## Passage provided
[BEGIN]

One way to make the territory’s native plants and animals more resilient is to prevent the introduction of invasive species. “Most of our invasive species have been introduced intentionally,” says Bennett. “We do it by building roadways, through agriculture and horticulture.” Compared to other areas in North America, the Yukon has a big advantage because it has fewer such species. “The absence of an invasive species may allow some of our native species to adapt, but if these invasive species increase, we lose that one little advantage,” says Bennett.

It’s a guessing game as to which plants and animals will be able to adapt. Some species will be better suited to climate change than others. Some may even benefit, such as the grey whale, which has been sighted in Yukon waters since the 1980s. Having a thinner ice pack on the Beaufort Sea may be an advantage to the whale, says Bennett. Certain species of gulls and polargrass are also becoming more abundant as a result of climate change.

[END]

## Written exercise 1
According to the passage on Yukon species and climate change, since when has the grey whale been sighted in Yukon waters?

(Object position labeling entries)
[BEGIN]

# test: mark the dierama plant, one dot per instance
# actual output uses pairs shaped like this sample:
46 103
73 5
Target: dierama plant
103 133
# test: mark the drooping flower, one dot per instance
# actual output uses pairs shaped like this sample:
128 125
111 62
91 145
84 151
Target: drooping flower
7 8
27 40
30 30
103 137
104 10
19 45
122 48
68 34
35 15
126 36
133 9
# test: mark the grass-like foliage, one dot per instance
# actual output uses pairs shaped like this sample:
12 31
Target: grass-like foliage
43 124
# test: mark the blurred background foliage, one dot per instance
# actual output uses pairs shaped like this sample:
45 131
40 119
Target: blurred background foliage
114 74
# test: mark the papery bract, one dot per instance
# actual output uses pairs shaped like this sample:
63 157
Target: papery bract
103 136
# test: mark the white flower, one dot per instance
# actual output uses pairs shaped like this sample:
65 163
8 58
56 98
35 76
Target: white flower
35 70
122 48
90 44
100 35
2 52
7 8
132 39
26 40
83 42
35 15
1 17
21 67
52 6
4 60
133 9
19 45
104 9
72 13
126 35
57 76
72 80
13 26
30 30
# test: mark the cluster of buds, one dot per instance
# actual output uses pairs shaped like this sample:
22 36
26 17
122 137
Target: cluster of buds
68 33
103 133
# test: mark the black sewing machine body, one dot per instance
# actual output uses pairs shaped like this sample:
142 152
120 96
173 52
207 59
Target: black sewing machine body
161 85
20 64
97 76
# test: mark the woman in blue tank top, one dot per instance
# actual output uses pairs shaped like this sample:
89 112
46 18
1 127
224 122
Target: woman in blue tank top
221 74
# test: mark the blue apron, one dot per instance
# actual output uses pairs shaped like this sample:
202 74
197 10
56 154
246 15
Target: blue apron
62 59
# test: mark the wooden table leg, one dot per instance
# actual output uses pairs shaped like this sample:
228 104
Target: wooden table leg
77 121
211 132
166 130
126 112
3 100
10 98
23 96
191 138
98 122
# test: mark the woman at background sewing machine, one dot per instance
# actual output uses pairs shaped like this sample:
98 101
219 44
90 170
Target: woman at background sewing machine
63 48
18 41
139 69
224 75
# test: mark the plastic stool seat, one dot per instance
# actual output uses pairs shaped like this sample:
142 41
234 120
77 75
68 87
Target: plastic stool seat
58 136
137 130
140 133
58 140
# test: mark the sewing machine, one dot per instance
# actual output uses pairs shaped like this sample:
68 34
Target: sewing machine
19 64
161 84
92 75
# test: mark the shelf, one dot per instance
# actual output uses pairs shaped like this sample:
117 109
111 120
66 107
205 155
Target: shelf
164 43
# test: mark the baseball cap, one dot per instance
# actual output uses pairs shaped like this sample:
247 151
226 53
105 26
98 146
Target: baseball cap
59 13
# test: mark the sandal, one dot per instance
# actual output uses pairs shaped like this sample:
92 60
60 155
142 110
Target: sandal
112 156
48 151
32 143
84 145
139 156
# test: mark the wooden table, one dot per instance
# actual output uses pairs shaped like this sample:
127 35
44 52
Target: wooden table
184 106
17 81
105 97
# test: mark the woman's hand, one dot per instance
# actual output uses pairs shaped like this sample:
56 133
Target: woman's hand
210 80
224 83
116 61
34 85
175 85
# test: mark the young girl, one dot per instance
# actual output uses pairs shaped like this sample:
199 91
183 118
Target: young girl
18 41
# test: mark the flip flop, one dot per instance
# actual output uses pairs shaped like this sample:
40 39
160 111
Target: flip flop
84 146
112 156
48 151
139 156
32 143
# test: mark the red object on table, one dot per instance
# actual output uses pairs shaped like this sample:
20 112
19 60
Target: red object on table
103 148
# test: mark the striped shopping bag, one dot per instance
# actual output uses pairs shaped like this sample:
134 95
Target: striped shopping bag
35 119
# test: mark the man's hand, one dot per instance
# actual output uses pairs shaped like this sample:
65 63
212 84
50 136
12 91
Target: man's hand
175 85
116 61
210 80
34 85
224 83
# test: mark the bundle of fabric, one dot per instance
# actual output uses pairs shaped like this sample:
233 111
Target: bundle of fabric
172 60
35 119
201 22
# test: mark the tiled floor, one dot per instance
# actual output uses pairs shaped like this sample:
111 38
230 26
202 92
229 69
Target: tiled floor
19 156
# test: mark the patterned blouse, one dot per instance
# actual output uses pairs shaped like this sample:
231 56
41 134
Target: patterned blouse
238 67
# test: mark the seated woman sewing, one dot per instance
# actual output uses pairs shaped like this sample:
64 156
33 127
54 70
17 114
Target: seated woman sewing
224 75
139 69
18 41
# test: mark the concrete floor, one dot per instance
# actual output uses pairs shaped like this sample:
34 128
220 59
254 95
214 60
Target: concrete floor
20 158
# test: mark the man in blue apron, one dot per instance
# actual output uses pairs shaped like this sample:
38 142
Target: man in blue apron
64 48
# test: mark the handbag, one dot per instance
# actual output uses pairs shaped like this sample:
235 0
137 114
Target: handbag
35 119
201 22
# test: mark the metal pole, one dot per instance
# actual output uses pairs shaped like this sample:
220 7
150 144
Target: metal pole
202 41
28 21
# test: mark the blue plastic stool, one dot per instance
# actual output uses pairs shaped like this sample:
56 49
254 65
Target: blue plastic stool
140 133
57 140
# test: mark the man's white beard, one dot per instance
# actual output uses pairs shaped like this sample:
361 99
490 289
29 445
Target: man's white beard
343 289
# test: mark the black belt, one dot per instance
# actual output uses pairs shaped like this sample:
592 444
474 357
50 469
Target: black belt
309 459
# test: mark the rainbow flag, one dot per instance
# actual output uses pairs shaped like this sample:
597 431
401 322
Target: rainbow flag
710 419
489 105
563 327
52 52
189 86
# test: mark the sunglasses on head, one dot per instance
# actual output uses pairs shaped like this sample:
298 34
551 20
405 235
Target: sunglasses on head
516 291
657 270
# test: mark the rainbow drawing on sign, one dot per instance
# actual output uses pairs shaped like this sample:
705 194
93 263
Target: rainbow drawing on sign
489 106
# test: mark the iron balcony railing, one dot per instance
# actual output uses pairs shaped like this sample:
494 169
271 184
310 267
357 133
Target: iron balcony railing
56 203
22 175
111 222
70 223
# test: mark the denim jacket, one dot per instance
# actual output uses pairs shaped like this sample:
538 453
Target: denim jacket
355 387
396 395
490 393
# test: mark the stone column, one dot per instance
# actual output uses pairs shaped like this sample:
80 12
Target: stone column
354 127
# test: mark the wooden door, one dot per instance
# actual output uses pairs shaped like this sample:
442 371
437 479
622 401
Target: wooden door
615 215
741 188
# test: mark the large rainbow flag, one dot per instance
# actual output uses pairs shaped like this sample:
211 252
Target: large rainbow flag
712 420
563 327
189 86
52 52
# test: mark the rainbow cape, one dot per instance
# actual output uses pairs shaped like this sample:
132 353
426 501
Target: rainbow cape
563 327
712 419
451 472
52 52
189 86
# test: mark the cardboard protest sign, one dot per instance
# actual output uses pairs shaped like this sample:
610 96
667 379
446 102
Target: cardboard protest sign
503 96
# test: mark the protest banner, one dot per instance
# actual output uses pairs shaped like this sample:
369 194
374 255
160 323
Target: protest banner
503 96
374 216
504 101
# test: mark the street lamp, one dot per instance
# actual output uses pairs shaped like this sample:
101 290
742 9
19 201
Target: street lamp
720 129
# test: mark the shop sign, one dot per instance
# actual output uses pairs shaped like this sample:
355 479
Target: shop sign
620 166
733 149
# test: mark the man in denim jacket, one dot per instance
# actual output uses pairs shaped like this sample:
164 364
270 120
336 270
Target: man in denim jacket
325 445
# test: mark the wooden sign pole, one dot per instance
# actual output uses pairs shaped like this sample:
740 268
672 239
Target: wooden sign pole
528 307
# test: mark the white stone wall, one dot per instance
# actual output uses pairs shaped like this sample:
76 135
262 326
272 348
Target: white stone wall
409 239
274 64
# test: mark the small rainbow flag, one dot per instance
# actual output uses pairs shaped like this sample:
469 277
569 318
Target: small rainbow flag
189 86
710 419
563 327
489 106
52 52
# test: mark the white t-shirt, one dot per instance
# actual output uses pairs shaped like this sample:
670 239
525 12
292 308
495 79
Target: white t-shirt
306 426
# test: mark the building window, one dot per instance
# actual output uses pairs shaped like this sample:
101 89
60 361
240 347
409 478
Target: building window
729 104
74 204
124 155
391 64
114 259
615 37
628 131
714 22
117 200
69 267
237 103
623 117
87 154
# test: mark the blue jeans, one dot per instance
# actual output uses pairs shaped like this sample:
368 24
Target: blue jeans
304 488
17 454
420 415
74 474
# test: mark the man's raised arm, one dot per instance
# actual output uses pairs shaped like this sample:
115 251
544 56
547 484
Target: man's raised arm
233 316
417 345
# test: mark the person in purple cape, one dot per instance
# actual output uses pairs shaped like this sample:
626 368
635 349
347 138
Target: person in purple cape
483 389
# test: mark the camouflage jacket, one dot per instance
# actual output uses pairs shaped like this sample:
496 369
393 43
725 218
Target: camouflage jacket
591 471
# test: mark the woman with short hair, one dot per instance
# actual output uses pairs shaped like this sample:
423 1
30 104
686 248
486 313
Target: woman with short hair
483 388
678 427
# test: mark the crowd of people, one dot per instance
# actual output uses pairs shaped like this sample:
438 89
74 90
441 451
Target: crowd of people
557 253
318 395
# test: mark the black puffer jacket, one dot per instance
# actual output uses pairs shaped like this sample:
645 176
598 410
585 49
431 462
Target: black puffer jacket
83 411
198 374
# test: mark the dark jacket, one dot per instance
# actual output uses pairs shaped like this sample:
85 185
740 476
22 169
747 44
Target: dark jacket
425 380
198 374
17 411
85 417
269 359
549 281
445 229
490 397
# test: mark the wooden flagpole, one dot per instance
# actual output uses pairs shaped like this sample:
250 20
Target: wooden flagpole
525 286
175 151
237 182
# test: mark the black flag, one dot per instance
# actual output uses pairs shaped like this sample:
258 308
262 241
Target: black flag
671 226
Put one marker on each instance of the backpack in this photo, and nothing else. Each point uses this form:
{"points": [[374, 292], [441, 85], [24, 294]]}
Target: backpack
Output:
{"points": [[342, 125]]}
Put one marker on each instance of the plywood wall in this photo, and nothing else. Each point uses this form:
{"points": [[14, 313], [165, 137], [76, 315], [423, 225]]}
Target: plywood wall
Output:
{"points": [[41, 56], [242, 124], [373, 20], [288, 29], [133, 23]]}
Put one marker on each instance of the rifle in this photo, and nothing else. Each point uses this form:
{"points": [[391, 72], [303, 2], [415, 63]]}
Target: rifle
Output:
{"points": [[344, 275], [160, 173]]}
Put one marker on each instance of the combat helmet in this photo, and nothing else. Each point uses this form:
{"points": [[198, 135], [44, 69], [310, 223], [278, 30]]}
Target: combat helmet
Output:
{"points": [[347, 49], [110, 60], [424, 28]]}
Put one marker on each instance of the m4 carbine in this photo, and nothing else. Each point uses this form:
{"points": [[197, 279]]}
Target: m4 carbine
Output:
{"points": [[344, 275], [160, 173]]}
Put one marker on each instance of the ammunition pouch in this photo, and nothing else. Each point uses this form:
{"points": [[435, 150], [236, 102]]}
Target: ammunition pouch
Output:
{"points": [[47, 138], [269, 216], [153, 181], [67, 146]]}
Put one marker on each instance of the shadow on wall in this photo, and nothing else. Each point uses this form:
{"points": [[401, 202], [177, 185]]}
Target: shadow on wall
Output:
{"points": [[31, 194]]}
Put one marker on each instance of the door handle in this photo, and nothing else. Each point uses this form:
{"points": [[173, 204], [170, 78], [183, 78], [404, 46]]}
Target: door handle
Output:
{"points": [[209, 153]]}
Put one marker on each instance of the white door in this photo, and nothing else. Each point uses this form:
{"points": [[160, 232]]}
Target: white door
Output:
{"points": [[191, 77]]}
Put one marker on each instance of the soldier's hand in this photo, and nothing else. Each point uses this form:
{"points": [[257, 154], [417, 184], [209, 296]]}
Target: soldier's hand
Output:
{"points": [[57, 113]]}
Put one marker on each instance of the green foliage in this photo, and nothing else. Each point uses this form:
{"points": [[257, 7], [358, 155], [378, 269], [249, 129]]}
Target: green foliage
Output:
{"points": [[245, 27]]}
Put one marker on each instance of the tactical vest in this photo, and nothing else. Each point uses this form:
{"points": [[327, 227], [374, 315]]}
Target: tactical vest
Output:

[END]

## Written exercise 2
How many lines of the entries contain the string "lamp", with case counting? Reply with the number only.

## Task solution 1
Since the 1980s.

## Task solution 2
2